◆ **Exercise objective**
Could you filter the records below and keep only the lines with the word "instance"?

(Stored data)
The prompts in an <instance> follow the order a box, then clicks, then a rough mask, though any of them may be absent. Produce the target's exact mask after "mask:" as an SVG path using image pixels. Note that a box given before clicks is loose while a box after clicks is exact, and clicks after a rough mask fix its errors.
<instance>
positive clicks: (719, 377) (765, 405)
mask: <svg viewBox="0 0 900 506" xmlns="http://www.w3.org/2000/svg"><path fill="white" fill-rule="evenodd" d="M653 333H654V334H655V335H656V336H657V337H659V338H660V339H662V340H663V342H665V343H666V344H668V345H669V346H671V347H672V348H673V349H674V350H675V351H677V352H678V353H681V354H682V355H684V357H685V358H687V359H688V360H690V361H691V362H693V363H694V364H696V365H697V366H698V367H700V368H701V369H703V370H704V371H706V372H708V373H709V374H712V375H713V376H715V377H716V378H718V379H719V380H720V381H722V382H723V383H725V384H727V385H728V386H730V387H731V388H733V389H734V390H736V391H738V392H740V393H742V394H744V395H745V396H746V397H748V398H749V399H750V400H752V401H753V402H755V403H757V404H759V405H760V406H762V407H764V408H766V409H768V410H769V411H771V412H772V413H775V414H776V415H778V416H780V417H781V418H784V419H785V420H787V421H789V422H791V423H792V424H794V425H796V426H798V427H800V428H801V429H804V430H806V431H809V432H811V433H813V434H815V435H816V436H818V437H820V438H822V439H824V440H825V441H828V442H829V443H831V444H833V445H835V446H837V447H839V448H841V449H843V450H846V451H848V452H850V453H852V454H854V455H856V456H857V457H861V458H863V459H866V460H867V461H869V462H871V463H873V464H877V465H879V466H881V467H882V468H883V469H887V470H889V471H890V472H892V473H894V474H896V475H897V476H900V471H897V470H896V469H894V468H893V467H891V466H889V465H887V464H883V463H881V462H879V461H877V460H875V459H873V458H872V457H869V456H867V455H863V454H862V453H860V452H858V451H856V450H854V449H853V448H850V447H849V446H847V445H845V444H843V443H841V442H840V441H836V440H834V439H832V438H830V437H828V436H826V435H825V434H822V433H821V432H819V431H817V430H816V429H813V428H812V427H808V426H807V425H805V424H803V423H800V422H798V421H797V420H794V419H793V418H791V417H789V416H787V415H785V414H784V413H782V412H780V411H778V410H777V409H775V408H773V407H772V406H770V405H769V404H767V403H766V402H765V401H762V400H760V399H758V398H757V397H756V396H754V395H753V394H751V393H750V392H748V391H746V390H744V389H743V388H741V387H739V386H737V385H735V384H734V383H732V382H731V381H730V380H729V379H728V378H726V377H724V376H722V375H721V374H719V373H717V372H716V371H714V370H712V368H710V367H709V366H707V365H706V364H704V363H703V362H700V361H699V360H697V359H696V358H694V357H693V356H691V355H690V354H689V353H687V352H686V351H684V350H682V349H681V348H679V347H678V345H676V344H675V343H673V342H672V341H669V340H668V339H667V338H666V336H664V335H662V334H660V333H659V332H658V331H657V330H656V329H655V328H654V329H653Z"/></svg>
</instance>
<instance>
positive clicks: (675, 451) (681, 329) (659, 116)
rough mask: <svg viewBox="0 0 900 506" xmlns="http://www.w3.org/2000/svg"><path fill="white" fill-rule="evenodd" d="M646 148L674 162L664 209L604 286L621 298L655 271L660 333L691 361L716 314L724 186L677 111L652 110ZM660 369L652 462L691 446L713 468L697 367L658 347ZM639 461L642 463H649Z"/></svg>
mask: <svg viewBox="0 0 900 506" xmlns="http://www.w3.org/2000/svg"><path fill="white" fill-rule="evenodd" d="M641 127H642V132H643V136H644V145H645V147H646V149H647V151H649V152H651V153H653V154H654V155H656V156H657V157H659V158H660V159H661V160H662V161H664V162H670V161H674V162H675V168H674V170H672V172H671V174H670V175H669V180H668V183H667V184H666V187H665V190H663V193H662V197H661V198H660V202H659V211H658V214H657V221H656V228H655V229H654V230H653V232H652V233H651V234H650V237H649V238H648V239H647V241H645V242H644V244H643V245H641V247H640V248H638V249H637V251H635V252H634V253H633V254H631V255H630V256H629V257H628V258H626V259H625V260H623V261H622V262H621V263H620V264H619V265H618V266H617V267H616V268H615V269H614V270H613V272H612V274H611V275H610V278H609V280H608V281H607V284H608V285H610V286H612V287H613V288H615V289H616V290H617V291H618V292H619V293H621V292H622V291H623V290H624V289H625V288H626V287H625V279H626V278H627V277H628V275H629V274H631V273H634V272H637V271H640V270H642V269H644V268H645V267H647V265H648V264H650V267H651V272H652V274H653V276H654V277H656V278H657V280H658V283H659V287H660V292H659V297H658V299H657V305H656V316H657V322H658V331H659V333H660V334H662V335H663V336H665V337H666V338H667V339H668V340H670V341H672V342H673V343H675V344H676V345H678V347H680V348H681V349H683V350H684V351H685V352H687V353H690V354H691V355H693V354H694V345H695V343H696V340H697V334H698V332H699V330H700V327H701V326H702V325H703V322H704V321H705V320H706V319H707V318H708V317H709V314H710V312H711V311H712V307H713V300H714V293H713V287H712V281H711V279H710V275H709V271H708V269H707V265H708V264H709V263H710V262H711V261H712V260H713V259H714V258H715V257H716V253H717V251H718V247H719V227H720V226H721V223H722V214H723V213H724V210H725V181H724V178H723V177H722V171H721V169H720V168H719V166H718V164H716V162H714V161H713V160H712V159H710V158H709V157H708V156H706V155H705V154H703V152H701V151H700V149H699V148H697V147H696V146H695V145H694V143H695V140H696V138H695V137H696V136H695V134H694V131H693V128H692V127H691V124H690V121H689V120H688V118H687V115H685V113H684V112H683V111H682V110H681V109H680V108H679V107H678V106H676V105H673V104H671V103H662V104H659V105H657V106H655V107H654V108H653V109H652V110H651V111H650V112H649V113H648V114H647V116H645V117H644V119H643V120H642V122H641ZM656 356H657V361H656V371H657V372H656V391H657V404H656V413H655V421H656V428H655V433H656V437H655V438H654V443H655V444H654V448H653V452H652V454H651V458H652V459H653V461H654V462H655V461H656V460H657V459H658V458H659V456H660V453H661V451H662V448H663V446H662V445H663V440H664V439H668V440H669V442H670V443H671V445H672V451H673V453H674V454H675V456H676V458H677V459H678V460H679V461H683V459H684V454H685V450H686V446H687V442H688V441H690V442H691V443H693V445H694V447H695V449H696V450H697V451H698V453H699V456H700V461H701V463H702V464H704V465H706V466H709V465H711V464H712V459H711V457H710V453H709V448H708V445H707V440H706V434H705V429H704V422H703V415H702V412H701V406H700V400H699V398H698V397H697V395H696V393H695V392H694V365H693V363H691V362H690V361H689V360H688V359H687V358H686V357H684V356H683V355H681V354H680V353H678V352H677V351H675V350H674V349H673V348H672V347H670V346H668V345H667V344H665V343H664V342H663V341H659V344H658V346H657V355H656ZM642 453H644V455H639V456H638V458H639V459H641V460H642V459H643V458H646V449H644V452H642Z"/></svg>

◆ **Task response**
The prompts in an <instance> follow the order a box, then clicks, then a rough mask, though any of them may be absent. Produce the target's exact mask after "mask:" as an SVG path using image pixels. Note that a box given before clicks is loose while a box after clicks is exact, and clicks after a rough mask fix its errors.
<instance>
</instance>
<instance>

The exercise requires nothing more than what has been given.